* **Work task**
From the passage below about a friendship with Elaine, list every thing the writer and Elaine are said to have bonded over.

** Opening Selected passage block **

Elaine and I met through the workplace almost 8 years ago now. In just a short time, we developed an amazing friendship, in a brother from another mother kind of way….well, except she’d be a sister. We bonded over music and food and beer and dancing, and shared a very similar, very wicked Gaelic sense of humour. That, and the girl is absolutely stunningly beautiful, and DAMN – we thought – we looked good together as we went off to take on the town on one of our many adventures. Ironically, and although I am (ahem) a few years older than she, we grew up (me in Whitney Pier, Elaine in New Waterford) about 25 minutes apart in good ol’ Cape Breton, but never met until our paths crossed here.

** Closing Selected passage block **
** Opening Information given block **

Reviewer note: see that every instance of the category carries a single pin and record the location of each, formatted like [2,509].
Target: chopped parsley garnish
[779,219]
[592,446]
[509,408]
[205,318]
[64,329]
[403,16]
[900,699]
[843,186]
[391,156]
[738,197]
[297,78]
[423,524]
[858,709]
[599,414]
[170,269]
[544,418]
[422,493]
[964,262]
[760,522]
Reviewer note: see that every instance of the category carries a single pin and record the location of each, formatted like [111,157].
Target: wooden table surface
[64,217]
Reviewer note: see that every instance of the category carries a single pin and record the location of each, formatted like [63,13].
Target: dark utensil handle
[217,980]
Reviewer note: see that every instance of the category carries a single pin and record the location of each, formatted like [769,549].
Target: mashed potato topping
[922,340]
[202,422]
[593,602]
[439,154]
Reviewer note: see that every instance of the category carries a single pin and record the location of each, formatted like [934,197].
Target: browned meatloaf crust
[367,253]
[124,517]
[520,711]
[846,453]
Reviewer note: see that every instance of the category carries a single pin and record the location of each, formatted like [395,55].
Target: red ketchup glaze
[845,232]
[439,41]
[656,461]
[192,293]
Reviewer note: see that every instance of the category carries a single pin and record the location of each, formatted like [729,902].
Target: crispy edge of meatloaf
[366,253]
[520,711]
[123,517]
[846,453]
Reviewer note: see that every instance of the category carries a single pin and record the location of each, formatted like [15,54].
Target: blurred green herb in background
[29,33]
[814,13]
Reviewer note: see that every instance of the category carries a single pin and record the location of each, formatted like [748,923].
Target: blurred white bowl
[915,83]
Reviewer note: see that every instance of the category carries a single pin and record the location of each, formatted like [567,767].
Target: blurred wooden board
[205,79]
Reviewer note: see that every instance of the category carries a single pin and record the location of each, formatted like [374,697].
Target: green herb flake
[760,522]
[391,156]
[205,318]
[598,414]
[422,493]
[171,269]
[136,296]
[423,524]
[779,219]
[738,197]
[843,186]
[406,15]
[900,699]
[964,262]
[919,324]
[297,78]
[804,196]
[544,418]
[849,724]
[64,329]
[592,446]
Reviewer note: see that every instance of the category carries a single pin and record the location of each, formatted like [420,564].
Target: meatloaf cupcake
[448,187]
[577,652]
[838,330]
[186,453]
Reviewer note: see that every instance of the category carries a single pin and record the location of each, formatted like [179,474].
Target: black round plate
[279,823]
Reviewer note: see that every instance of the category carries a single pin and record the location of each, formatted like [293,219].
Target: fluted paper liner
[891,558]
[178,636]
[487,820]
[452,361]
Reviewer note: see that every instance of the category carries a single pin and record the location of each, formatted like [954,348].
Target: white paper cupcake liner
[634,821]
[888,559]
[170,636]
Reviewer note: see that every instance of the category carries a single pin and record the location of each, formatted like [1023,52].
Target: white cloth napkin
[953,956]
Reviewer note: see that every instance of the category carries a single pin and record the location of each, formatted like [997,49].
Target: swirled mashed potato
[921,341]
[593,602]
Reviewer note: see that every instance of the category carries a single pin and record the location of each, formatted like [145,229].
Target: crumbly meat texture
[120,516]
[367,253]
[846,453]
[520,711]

** Closing Information given block **

* **Response below**
Music, food, beer, dancing